- TEXT SEGMENT:
- - - - -

Realizing How Disassociated I have been all my Life, and Taking Back Identity

           It all hit me when reading Coming Home To Self by Nancy Verrier. The adoptee when he is relinquished by his mother feels to blame for it, and feels that who he is is shameful- just as sexual abuse victims feels it is their fault.

          She says on page 102:
Abandonment and neglect are reported to be the two most devastating experiences that children endure- even more devastating than sexual or physical abuse. 
           And also:
People with narcissistic injuries are concerned for the most part only about themselves. This may be very deceptive because there is often a perception that they are interested only in others... This is often a projection: 'I need rescuing, therefore I will rescue.'... The question is: Is he doing it for others or is he doing it because he needs others to like him?
         I am always like this- it is caused by my "coping" personality, as she says. And:

         This doesn't mean that the person doesn't have empathy or is not interested in other people. It just means that the overriding concern is to have one's needs met. It is built into the timing of the wounding. It is no one's fault!! If you were traumatized when you were an infant, then you automatically have a narcissistic wound.
          She further says on page 163-164 that when baby/child is rejected for certain actions, he represses them putting them in a "bag," as Robert Blys explains, and no longer identifies with it. This happens further when he grows up and learns what his peers think and which parts he needs to "put in the bag" to be accepted. She says that Robert Louis Stevenson wrote that when the bag is sealed, the shadow side that is forbidden to the person will be projected onto others, in his book called Dr. Jekyll and Mr. Hyde. The adoptee often vacillates between the two states, the defiant and compliant child, or the defiant child and the true adult self. So true for me.

- - - - -

- ENTRIES SHOWN:

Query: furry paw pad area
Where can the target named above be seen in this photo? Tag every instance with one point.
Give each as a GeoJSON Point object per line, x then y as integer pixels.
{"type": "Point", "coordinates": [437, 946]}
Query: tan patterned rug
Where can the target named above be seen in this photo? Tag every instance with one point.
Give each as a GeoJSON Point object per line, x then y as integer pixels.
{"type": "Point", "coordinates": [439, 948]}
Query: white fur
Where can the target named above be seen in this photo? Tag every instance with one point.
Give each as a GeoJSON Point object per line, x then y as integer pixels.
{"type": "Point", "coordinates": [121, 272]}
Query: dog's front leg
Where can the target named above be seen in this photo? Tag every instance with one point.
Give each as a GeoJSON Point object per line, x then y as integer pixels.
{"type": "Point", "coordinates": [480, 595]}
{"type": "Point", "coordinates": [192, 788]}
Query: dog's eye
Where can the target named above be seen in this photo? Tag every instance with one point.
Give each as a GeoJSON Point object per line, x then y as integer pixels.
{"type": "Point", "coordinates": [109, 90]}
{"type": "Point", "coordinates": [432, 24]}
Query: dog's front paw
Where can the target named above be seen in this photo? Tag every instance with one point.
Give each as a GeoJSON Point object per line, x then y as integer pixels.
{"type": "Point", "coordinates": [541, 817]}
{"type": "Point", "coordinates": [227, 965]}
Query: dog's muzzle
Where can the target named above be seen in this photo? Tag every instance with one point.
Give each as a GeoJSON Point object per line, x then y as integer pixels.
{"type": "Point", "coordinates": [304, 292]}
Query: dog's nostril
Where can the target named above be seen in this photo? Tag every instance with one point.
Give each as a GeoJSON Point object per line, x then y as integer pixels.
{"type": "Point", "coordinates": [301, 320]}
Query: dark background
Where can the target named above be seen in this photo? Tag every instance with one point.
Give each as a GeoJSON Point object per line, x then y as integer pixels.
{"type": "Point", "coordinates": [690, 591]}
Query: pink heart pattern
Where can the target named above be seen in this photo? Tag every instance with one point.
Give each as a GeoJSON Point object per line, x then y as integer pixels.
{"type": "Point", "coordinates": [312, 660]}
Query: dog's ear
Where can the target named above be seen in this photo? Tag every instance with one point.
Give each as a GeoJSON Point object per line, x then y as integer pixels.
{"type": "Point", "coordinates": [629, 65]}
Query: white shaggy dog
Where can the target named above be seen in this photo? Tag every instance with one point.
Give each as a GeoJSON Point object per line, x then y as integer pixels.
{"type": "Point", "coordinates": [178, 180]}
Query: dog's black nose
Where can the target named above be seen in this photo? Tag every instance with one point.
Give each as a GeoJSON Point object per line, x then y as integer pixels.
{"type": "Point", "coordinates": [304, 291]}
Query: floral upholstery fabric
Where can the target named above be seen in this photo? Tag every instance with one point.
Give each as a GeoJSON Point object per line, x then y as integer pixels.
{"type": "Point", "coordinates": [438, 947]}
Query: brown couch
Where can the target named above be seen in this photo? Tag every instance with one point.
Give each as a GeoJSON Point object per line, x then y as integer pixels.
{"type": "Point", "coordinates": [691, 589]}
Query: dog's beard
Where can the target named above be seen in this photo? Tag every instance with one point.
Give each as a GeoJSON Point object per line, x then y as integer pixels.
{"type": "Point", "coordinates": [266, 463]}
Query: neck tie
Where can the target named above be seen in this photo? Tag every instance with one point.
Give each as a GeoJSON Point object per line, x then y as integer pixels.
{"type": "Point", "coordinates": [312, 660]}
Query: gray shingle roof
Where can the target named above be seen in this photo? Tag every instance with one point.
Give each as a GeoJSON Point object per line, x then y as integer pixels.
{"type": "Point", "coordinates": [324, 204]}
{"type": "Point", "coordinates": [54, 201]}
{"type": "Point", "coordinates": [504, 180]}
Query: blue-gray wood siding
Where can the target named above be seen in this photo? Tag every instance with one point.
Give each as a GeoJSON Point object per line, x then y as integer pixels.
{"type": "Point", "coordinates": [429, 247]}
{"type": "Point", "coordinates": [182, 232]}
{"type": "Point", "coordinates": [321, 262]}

- - - - -

- TO DO:
1: In the adoption and identity text, which two experiences are reported to be the most devastating that children endure?
2: Echo the piece on adoption and identity, everything from "Realizing How Disassociated" down to "or physical abuse.".
3: Carry on the piece about adoption and taking back identity from where it stops.

- RESULTS:
1: Abandonment and neglect.

2:
Realizing How Disassociated I have been all my Life, and Taking Back Identity

           It all hit me when reading Coming Home To Self by Nancy Verrier. The adoptee when he is relinquished by his mother feels to blame for it, and feels that who he is is shameful- just as sexual abuse victims feels it is their fault.

          She says on page 102:
Abandonment and neglect are reported to be the two most devastating experiences that children endure- even more devastating than sexual or physical abuse.

3:
        I enjoyed how she said that when you have great envy for someone, it is because you have
those aspects in you and have not yet developed them for some reason. She says when we retrieve those parts of us that were sealed in the "bag" and repressed, we are a more whole and interesting person. On page 160, she says that growing up with a family that was not biological to you made you learn how to "be" and it is exhausting to keep up that role, because you are not being your true self. It is called the "compliant" or  defiant "coping" self. I see that when we are aware of this shadow side, we learn how to embrace life more fully and have our whole selves in it more. I am starting to find myself more, and am open about my shadow side, no longer ashamed and hiding it. I don't care what others say, I protect who I am and don't let myself get down because others do not respect me. She says that behind every adoptee's coping mechanisms, she is delighted to find a vulnerable, authentic self.

            Depending on how terrified you were of being abandoned, you buried various aspects of your true genetic personality in favor of the false self that fit in more with what you assumed was expected of you in your non-biological family.

            This is so true for me,  even when I was acting out and being defiant I was still not being my true self, and my adoptive family never noticed. They thought that who I was being was who I was. I felt very stuck to being that false self, and did not know how to be "myself." The "bad" behavior predominated, and it felt real. But it was not the real me. She says that:
Many of you [adoptees] convinced many therapists that the false self was the true you, and their goal was to get you to like that false self.
         Definitely, that was why my therapists never really understood me and I often felt more confused when I left, even when we had a so-called successful session.

         She says about the adoptive family, when the adoptee was trying to figure out how to be and it took up a lot of energy to be the chameleon, that they did not know what was happening because they themselves were not aware that we were suffering loss. It was a hard dance that each side was trying to figure out- especially when in unfamiliar biological territory and not being mirrored at all in expression, body language etc. The adoptee often feels that he will only be "himself" when he leaves home, but finds that it is built in his system so much to "figure out how to be" that he acts this way around strangers, too.

          Gosh same.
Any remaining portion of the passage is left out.